[Data excerpts]
☆ ☆ ☆ ☆

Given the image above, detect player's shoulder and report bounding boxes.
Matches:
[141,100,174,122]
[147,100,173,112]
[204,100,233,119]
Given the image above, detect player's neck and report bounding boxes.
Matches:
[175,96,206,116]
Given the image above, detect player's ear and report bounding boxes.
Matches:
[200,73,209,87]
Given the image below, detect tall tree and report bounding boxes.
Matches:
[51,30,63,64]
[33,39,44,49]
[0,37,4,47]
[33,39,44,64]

☆ ☆ ☆ ☆

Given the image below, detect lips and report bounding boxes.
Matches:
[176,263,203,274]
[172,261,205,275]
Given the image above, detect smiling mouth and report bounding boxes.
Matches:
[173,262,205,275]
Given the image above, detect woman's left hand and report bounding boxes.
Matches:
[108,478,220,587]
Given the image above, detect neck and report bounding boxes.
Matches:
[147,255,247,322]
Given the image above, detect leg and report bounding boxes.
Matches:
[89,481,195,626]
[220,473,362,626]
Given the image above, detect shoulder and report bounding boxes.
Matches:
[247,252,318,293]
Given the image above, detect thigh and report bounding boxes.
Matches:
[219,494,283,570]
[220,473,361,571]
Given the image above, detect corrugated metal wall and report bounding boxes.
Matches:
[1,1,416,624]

☆ ☆ ☆ ☆

• **What is required**
Look above for the line with "Given the image above, detect smiling" and the line with "Given the image above, detect leg". Write out those two lines and all the lines between them, exactly, and no others.

• **Task output**
Given the image above, detect smiling mouth and report bounding boxes.
Matches:
[173,262,205,275]
Given the image above, detect woman's left hand and report bounding boxes.
Matches:
[108,478,220,587]
Given the image above, detect neck and report bounding boxes.
Matches:
[147,255,247,322]
Given the image above, detect leg and report bounding boxes.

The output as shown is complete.